**Task details:** Which lines of the material below contain the word "glass"? Pull out each of them and copy it in full.

**Records shown:**
====================

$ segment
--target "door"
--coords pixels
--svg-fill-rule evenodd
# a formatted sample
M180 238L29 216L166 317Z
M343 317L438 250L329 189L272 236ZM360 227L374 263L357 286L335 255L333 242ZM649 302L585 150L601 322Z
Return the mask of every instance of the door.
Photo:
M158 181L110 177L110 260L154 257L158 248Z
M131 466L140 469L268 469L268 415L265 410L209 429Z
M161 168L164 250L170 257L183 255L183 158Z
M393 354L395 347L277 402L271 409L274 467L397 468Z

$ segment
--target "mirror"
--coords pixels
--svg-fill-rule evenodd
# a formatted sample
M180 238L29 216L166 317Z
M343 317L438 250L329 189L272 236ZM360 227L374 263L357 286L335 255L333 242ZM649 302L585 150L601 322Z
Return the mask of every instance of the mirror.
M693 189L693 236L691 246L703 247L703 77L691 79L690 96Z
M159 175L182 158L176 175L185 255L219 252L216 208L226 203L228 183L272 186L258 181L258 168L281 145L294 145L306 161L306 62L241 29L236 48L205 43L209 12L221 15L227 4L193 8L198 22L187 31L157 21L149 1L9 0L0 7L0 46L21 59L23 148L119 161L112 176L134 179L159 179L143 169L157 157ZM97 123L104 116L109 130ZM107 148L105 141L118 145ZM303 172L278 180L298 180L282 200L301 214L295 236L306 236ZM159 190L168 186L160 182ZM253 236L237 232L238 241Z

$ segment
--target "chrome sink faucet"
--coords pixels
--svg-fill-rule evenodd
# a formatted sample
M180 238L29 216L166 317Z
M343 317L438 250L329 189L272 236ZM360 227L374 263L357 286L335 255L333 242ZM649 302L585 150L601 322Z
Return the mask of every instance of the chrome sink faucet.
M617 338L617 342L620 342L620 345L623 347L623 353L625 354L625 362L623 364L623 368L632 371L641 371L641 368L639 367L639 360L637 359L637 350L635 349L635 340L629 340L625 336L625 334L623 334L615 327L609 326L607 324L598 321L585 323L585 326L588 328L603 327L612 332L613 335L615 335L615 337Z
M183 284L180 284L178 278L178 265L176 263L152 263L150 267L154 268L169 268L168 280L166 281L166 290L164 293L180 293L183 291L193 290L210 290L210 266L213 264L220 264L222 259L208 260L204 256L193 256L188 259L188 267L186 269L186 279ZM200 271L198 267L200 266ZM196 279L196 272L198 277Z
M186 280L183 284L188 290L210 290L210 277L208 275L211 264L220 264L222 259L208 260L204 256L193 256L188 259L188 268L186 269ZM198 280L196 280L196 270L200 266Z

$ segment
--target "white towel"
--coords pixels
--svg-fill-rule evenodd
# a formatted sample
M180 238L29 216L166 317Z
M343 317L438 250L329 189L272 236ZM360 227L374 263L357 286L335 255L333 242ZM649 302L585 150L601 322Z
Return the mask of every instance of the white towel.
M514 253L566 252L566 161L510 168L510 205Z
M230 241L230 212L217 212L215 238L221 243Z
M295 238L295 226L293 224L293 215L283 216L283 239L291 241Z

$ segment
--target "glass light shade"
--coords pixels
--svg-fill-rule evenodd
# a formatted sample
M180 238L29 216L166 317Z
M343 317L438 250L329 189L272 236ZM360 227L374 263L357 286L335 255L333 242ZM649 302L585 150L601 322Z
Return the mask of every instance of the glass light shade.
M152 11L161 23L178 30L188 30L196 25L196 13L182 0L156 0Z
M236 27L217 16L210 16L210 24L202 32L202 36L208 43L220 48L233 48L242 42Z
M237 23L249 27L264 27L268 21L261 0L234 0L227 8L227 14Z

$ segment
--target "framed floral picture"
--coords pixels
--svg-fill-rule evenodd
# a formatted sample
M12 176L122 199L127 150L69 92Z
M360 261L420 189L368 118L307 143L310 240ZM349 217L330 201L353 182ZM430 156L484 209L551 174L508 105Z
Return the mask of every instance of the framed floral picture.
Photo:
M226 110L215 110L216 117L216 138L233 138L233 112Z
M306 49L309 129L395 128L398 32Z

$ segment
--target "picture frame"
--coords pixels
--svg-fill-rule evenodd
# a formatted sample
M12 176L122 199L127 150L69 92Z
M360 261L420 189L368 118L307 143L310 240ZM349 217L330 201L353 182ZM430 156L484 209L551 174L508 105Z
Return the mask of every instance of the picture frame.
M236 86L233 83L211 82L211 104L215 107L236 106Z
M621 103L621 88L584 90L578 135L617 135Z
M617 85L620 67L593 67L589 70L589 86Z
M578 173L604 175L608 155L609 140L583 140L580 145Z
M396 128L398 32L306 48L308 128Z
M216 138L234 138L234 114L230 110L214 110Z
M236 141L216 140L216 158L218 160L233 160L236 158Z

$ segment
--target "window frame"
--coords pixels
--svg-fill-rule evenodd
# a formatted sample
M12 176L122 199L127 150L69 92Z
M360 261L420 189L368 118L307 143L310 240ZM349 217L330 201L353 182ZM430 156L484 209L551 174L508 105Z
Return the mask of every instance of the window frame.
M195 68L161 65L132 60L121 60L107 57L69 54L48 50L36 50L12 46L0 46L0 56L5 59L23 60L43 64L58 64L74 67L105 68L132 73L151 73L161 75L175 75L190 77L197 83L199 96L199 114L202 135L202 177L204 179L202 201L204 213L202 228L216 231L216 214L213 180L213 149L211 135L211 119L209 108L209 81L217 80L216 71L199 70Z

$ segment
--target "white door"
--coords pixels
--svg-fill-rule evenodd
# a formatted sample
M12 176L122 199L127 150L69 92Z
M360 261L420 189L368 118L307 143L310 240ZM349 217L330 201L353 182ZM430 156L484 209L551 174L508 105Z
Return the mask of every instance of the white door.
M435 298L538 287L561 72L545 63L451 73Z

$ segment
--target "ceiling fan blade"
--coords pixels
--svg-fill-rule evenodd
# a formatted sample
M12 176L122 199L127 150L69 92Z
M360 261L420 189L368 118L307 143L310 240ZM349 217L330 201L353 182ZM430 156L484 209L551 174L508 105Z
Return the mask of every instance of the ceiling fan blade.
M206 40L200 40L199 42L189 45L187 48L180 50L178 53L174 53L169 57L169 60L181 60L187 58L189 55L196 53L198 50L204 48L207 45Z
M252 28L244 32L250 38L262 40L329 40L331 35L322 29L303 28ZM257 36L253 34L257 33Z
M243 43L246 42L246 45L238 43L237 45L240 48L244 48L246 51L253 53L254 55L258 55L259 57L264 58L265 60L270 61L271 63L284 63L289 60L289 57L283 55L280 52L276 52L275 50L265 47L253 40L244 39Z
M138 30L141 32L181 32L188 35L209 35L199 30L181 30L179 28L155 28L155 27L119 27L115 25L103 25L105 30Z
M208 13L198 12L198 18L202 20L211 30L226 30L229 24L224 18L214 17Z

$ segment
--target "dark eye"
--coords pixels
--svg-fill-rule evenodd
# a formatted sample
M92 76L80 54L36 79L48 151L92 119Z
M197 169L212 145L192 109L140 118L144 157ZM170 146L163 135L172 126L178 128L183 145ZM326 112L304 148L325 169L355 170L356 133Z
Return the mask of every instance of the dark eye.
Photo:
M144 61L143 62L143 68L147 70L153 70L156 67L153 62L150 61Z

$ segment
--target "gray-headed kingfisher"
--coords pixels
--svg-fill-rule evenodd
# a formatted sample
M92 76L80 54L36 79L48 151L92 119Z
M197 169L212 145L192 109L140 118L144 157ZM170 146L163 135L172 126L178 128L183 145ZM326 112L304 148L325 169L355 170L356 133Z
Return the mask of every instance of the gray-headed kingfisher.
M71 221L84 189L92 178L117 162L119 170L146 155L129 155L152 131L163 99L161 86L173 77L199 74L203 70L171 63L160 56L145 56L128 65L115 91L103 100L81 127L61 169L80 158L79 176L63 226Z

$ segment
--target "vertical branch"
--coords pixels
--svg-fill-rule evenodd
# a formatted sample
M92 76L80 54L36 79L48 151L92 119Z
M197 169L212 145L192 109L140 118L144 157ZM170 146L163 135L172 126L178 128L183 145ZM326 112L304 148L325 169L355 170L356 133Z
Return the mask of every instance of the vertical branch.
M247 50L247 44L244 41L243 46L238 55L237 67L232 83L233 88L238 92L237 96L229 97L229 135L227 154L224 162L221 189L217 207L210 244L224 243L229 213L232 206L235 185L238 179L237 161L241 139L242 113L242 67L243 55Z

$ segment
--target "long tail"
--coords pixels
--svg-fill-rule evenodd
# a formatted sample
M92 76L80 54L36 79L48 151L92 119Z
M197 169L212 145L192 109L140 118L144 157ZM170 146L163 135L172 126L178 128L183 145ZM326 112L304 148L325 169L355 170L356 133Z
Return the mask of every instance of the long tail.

====================

**Answer to the exercise:**
--target "glass light shade"
Return the mask of every instance of the glass light shade.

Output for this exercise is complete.